Task details -> Render every line of the items below as a Markdown table with two columns, "Row" for a running number and "Item line" for the line itself, leaving out blank lines.
# # # # #
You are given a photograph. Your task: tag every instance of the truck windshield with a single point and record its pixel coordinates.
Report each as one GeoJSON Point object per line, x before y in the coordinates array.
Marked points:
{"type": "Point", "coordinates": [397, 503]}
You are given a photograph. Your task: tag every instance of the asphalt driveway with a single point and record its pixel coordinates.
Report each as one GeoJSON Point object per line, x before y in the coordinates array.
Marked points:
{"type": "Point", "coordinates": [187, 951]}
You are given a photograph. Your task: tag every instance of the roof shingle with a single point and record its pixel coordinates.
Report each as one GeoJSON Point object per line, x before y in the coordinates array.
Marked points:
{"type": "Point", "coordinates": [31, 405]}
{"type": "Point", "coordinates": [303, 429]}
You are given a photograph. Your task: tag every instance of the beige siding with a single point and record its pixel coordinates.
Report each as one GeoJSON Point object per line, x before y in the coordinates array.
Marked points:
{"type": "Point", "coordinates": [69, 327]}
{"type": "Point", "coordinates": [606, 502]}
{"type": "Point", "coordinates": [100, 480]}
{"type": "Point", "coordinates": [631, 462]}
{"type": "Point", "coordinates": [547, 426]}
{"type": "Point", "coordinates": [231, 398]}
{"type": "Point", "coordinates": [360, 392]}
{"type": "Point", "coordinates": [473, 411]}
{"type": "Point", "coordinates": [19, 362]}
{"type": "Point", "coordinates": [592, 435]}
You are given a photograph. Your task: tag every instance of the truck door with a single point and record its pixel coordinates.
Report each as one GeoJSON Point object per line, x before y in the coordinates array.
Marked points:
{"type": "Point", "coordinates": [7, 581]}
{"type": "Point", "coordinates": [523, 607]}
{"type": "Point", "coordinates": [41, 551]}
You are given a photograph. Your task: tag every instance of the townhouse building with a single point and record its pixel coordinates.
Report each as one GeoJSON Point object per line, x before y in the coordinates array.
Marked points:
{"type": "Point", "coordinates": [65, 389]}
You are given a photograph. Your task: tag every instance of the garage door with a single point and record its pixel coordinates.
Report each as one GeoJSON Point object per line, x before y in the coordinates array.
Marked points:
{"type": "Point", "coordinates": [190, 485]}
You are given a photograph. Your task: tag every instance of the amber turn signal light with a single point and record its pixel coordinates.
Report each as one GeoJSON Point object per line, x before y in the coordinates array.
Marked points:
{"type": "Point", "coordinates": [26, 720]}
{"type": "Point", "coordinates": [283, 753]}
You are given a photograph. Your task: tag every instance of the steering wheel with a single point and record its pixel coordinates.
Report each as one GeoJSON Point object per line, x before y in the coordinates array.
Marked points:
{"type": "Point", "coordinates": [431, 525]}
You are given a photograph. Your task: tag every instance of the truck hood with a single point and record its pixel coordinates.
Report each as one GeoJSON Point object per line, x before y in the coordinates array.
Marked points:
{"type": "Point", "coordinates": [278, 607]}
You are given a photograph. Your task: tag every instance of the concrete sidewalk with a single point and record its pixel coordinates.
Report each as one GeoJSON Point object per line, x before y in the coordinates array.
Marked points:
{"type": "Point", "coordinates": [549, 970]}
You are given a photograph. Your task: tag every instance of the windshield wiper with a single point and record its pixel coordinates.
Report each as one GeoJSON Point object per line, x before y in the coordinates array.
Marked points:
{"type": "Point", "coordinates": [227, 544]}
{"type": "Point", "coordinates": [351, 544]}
# # # # #
Task solution ->
| Row | Item line |
|---|---|
| 1 | You are given a photograph. Your task: tag every instance of the truck windshield with a single point and record its pixel coordinates. |
| 2 | Report each as one GeoJSON Point object per line, x before y in the coordinates array. |
| 3 | Marked points: |
| 4 | {"type": "Point", "coordinates": [397, 503]} |
| 5 | You are given a photograph. Your task: tag every instance of the asphalt driveway with a single point and record its pixel coordinates. |
| 6 | Report each as one GeoJSON Point object per line, x before y in the coordinates array. |
| 7 | Marked points: |
| 8 | {"type": "Point", "coordinates": [187, 951]} |
| 9 | You are given a photograph. Your task: tag every instance of the roof shingle with a single point and record its pixel coordinates. |
| 10 | Report each as one GeoJSON Point object per line, x before y in the coordinates array. |
| 11 | Marked points: |
| 12 | {"type": "Point", "coordinates": [31, 405]} |
| 13 | {"type": "Point", "coordinates": [303, 429]} |
| 14 | You are given a photograph. Your task: tag every instance of the beige siding with a single point and record its pixel coordinates. |
| 15 | Report each as one GeoJSON Point object per line, x before y in the coordinates array. |
| 16 | Marked points: |
| 17 | {"type": "Point", "coordinates": [69, 327]} |
| 18 | {"type": "Point", "coordinates": [606, 502]} |
| 19 | {"type": "Point", "coordinates": [100, 480]} |
| 20 | {"type": "Point", "coordinates": [631, 462]} |
| 21 | {"type": "Point", "coordinates": [547, 426]} |
| 22 | {"type": "Point", "coordinates": [231, 398]} |
| 23 | {"type": "Point", "coordinates": [360, 392]} |
| 24 | {"type": "Point", "coordinates": [473, 411]} |
| 25 | {"type": "Point", "coordinates": [19, 362]} |
| 26 | {"type": "Point", "coordinates": [592, 435]} |
| 27 | You are given a photograph. Your task: tag every instance of the truck door with a single point and record its pixel coordinates. |
| 28 | Report each as one GeoJSON Point object per line, x before y in the coordinates array. |
| 29 | Marked points: |
| 30 | {"type": "Point", "coordinates": [7, 581]} |
| 31 | {"type": "Point", "coordinates": [523, 607]} |
| 32 | {"type": "Point", "coordinates": [41, 551]} |
| 33 | You are given a photograph. Your task: tag every instance of the townhouse building with a single point and record its pixel coordinates. |
| 34 | Report each as one GeoJSON Point object per line, x before y in the coordinates array. |
| 35 | Marked points: |
| 36 | {"type": "Point", "coordinates": [65, 389]} |
| 37 | You are given a photograph. Your task: tag every instance of the garage door with a single point and record its pixel coordinates. |
| 38 | Report each as one GeoJSON Point object per line, x before y in the coordinates array. |
| 39 | Marked points: |
| 40 | {"type": "Point", "coordinates": [190, 485]} |
| 41 | You are given a photograph. Your task: tag every instance of the amber turn signal light with a single point and record its pixel coordinates. |
| 42 | Report each as one GeoJSON Point object per line, x before y in the coordinates array. |
| 43 | Marked points: |
| 44 | {"type": "Point", "coordinates": [26, 720]} |
| 45 | {"type": "Point", "coordinates": [283, 753]} |
| 46 | You are given a photograph. Your task: tag every instance of the steering wheel with a single point and record its pixel coordinates. |
| 47 | Report each as one GeoJSON Point object per line, x before y in the coordinates array. |
| 48 | Marked points: |
| 49 | {"type": "Point", "coordinates": [431, 525]} |
| 50 | You are given a photograph. Your task: tag every instance of the truck hood with a single point and record its pixel coordinates. |
| 51 | Report each as one GeoJSON Point object per line, x before y in the coordinates array. |
| 52 | Marked points: |
| 53 | {"type": "Point", "coordinates": [278, 607]} |
| 54 | You are given a photograph. Your task: tag every instance of the concrete sidewalk with a single point and record its pixel coordinates. |
| 55 | Report each as one GeoJSON Point object per line, x before y in the coordinates array. |
| 56 | Marked points: |
| 57 | {"type": "Point", "coordinates": [549, 970]} |
| 58 | You are given a photograph. Your task: tag every instance of the windshield wiper with a single point and record its pixel coordinates. |
| 59 | Report each as one GeoJSON Point object per line, x before y in the coordinates array. |
| 60 | Marked points: |
| 61 | {"type": "Point", "coordinates": [227, 544]} |
| 62 | {"type": "Point", "coordinates": [351, 544]} |